[Entradas de la colección]
○ ○ ○ ○ ○

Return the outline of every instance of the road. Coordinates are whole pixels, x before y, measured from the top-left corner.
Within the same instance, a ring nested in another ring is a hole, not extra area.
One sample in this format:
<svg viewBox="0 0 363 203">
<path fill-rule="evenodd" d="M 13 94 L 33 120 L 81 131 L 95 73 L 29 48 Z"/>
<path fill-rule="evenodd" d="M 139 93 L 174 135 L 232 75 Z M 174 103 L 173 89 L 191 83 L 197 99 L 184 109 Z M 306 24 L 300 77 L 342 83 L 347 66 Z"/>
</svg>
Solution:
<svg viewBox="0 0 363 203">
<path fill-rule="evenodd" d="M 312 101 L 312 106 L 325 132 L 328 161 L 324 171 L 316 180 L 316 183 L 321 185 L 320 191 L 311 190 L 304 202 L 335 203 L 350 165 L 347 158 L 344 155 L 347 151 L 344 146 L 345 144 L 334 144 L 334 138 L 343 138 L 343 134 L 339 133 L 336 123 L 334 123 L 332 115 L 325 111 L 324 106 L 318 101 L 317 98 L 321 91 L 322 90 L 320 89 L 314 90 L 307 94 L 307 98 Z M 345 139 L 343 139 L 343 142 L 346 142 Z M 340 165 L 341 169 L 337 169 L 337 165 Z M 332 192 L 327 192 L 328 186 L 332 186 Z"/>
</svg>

○ ○ ○ ○ ○

--- PROBLEMA PLANTEADO ---
Reescribe los ítems cambiando "road" por "river" y deja todo lo demás igual.

--- RESULTADO DEL EJERCICIO ---
Return the outline of every instance of the river. Coordinates are whole pixels, x before y, measured from the top-left corner.
Within the same instance, a ring nested in another ring is a hole, not extra area.
One sample in this format:
<svg viewBox="0 0 363 203">
<path fill-rule="evenodd" d="M 13 94 L 33 120 L 81 131 L 95 73 L 29 48 Z"/>
<path fill-rule="evenodd" d="M 139 93 L 174 135 L 232 75 Z M 174 103 L 173 89 L 191 83 L 197 99 L 184 109 Z M 306 24 L 300 77 L 342 83 L 347 66 Z"/>
</svg>
Solution:
<svg viewBox="0 0 363 203">
<path fill-rule="evenodd" d="M 312 101 L 312 106 L 325 132 L 328 161 L 324 171 L 316 180 L 316 183 L 321 185 L 320 191 L 311 190 L 304 202 L 335 203 L 350 165 L 347 158 L 344 155 L 347 151 L 344 146 L 345 144 L 334 144 L 334 138 L 343 138 L 343 134 L 339 133 L 336 123 L 334 123 L 332 115 L 325 111 L 324 106 L 318 101 L 317 98 L 321 91 L 322 90 L 320 89 L 314 90 L 307 94 L 307 98 Z M 345 139 L 343 139 L 343 142 L 346 142 Z M 340 165 L 341 169 L 337 169 L 337 165 Z M 332 192 L 327 192 L 328 186 L 332 186 Z"/>
</svg>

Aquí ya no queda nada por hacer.